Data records
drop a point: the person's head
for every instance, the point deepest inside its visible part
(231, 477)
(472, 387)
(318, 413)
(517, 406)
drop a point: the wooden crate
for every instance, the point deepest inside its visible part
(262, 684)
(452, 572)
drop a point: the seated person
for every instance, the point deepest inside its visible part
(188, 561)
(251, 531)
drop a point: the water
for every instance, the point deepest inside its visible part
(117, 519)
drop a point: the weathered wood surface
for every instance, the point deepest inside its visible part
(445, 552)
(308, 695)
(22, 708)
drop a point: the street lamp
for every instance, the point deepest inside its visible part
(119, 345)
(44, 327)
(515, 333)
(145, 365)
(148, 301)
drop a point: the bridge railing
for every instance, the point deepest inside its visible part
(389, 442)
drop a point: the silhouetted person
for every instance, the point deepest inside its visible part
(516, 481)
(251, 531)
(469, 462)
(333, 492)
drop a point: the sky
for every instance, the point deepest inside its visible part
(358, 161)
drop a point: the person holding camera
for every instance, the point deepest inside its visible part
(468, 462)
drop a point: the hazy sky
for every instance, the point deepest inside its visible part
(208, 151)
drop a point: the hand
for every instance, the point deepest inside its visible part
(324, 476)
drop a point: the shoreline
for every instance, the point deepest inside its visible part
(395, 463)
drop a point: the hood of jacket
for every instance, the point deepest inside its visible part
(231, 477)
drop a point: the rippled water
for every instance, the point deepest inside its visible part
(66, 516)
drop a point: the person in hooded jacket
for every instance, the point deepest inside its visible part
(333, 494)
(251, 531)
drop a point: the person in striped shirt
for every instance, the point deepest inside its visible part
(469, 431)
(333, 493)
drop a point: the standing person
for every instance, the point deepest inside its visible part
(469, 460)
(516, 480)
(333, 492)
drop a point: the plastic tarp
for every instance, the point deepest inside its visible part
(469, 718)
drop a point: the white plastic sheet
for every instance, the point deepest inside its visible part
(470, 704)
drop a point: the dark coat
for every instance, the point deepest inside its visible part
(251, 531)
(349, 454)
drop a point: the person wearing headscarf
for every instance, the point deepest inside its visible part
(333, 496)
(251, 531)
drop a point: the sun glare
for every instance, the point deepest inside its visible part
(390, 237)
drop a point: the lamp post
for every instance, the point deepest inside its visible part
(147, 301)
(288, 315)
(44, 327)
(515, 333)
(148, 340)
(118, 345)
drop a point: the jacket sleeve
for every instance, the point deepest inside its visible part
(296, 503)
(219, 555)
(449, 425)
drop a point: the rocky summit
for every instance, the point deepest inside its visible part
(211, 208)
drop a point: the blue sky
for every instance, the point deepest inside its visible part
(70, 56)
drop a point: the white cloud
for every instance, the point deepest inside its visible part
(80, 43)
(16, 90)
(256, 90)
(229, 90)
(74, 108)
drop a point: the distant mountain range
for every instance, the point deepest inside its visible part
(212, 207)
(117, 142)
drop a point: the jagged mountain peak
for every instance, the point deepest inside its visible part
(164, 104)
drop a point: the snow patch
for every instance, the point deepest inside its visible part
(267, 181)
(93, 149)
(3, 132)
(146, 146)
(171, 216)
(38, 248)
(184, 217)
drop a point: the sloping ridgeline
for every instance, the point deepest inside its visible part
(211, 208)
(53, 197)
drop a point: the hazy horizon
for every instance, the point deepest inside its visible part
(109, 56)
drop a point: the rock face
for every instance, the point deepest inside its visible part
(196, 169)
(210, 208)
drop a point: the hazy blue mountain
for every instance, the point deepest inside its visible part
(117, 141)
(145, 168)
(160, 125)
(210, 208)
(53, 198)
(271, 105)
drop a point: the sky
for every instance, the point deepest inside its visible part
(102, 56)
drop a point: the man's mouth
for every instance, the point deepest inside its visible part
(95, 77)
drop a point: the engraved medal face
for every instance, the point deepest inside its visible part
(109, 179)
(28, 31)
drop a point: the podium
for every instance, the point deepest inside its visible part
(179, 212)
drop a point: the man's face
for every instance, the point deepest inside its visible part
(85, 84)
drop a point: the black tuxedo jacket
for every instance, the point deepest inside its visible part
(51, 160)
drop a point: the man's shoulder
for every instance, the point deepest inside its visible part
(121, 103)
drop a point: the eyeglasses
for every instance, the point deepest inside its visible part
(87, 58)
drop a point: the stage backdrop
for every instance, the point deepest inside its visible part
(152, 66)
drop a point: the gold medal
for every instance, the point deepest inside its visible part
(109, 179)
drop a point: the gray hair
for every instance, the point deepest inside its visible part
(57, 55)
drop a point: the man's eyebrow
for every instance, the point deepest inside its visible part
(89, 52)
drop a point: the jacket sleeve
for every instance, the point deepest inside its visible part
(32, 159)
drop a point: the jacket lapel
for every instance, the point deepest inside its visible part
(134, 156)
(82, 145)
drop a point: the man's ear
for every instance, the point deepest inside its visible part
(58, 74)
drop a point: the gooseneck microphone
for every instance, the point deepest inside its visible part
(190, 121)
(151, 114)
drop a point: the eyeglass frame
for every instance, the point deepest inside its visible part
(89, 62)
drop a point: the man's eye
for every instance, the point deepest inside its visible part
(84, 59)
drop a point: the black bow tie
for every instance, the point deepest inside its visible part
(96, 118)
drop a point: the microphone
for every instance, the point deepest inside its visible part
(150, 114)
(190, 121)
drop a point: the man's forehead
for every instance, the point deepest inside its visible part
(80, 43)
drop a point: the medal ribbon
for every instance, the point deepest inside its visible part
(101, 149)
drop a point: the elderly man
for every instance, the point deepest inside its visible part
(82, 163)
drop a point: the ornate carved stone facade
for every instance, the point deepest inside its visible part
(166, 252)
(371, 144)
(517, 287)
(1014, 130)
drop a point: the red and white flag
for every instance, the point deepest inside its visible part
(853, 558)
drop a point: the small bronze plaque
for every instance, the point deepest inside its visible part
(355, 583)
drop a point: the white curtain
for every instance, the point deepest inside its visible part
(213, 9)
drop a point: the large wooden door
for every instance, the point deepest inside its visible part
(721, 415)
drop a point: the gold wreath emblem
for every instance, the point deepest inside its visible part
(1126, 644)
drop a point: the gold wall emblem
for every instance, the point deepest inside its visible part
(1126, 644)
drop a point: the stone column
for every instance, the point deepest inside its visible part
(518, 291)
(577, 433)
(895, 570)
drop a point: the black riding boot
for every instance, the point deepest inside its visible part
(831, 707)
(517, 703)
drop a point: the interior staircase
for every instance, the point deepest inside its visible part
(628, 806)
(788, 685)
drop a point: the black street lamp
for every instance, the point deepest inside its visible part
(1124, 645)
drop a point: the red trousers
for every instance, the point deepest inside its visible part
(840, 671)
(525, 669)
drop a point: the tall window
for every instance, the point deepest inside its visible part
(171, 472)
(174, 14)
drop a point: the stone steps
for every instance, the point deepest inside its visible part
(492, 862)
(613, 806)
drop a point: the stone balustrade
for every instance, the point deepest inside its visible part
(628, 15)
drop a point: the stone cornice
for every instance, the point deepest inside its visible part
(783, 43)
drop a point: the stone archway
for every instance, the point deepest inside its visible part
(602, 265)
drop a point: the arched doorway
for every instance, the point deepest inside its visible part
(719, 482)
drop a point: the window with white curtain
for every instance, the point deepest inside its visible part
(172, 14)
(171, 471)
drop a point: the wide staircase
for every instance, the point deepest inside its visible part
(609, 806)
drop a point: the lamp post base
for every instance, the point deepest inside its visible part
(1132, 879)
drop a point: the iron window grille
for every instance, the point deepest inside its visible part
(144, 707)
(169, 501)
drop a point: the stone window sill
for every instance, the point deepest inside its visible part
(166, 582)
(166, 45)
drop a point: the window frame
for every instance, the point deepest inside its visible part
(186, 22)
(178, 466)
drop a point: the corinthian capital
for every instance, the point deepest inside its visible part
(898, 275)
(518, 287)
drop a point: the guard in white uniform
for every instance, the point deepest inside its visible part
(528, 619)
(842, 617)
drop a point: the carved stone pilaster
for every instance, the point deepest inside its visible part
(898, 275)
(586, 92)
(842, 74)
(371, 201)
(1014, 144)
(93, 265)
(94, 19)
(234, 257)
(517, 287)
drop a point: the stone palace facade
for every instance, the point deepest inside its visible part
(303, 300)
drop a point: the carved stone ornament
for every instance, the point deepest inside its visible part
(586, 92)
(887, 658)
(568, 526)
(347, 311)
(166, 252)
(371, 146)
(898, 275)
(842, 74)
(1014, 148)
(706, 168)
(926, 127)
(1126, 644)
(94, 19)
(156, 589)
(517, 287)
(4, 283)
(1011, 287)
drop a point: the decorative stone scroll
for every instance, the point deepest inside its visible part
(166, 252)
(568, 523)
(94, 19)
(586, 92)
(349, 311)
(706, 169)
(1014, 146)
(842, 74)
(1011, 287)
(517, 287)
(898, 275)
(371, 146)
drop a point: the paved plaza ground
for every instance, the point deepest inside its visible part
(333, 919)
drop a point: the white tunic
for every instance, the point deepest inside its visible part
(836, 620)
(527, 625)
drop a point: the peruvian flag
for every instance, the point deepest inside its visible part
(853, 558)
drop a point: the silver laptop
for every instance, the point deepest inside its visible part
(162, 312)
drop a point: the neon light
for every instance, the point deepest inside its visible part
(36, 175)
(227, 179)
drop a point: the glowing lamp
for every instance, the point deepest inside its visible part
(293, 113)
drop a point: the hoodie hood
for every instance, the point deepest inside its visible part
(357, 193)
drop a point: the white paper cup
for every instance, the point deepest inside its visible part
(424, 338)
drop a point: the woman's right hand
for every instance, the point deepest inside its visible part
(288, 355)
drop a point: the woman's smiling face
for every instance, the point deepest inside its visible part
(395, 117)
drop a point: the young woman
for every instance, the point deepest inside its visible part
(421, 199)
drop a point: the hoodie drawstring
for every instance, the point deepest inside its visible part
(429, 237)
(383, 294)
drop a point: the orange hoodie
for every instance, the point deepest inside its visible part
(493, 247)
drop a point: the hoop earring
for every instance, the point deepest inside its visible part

> What is being asked:
Only the lines from the one with "drop a point: the glowing lamp" through the end of the material are wanted; copy them exactly, both ends included.

> Written answer:
drop a point: the glowing lamp
for every instance, the point deepest inside its visible part
(293, 113)
drop a point: the hoodie hood
for every instance, the point deepest inside its visible part
(357, 193)
drop a point: the white paper cup
for every instance, the point deepest inside its visible part
(424, 338)
drop a point: the woman's right hand
for every instance, the point deepest inside its visible part
(288, 355)
drop a point: the woman's smiling face
for every instance, the point deepest inside its visible part
(395, 117)
drop a point: the young woman
for every instance, the point deepest inside its visible part
(421, 199)
drop a point: the hoodie drawstring
for every instance, the point deepest inside its visible part
(429, 237)
(383, 294)
drop a point: the orange hoodie
for every instance, the point deepest inside its visible part
(493, 247)
drop a point: the hoop earring
for every instance, the point deepest inside its visible part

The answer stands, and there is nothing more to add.